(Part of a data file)
=======

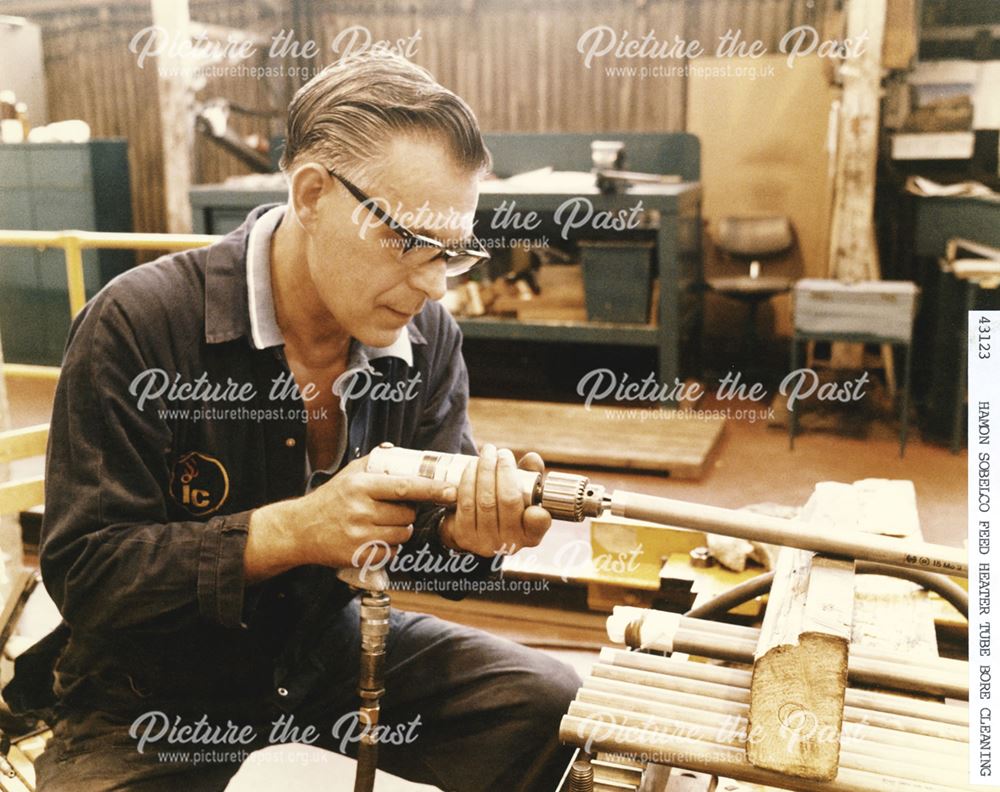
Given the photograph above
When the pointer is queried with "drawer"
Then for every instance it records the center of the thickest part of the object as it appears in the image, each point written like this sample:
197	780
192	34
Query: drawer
60	166
14	166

=======

■ **Exercise directions**
Please copy all of the material above line for line without changing anything, leaving out the pictures.

■ **Output below**
Given the photograph above
When the pointer is queried with "drawer"
Then for every instance it records the center of the thickest part of the object as it appears in the image, each point written like this sample:
197	780
192	34
Query: drawer
60	166
14	166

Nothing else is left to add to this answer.